## Your task
All of the material below is to be returned exactly.

## Supplied data
++++

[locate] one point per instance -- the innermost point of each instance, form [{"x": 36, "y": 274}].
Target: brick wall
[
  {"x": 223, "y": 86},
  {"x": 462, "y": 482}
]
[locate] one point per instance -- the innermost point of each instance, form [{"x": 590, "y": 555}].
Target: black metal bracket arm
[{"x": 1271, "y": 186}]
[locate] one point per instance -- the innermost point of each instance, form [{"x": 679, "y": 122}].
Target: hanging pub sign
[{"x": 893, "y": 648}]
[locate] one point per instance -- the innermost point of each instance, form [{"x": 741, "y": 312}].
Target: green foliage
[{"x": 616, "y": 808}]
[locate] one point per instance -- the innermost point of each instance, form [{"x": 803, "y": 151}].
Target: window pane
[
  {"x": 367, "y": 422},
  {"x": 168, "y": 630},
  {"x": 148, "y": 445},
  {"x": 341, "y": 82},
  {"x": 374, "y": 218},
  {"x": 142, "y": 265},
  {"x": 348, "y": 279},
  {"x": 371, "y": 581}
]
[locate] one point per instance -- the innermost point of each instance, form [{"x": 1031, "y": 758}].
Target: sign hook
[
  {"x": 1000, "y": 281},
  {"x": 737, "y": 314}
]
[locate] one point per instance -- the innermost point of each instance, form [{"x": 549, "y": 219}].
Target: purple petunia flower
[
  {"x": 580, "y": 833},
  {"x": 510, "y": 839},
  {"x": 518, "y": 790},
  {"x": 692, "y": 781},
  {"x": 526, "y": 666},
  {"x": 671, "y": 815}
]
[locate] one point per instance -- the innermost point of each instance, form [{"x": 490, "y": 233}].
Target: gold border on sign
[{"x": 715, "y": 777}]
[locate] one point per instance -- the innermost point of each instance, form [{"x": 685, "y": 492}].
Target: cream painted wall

++++

## Expected answer
[locate] one point per instance -- the innermost point of each instance, form [{"x": 36, "y": 274}].
Target: brick wall
[
  {"x": 223, "y": 86},
  {"x": 462, "y": 482}
]
[locate] one point per instance -- the innermost point of each instance, form [{"x": 590, "y": 555}].
Target: black metal bracket arm
[{"x": 1271, "y": 186}]
[locate] one point per instance -- the innermost point of each instance, form [{"x": 679, "y": 122}].
Target: hanging pub sign
[{"x": 893, "y": 648}]
[locate] one point per instance -- the innermost point of each instance, form [{"x": 741, "y": 312}].
Target: green foliage
[{"x": 616, "y": 808}]
[locate] one point per instance -- the innermost point of each instance, form [{"x": 803, "y": 151}].
Target: window pane
[
  {"x": 367, "y": 422},
  {"x": 168, "y": 630},
  {"x": 148, "y": 445},
  {"x": 341, "y": 82},
  {"x": 374, "y": 218},
  {"x": 142, "y": 265},
  {"x": 348, "y": 279},
  {"x": 371, "y": 581}
]
[locate] one point per instance -- the innermost point of each instance, form [{"x": 1031, "y": 758}].
Target: sign hook
[
  {"x": 1000, "y": 281},
  {"x": 737, "y": 314}
]
[locate] one point per instance -- the innermost point of each instance, form [{"x": 549, "y": 219}].
Target: purple petunia flower
[
  {"x": 580, "y": 833},
  {"x": 510, "y": 839},
  {"x": 518, "y": 790},
  {"x": 692, "y": 781},
  {"x": 526, "y": 666},
  {"x": 671, "y": 815}
]
[locate] one point per instance -- the innermost point of each instance, form [{"x": 490, "y": 233}].
Target: gold border on sign
[{"x": 715, "y": 777}]
[locate] one point per instance -- the innermost point of each instance, form [{"x": 685, "y": 492}].
Target: cream painted wall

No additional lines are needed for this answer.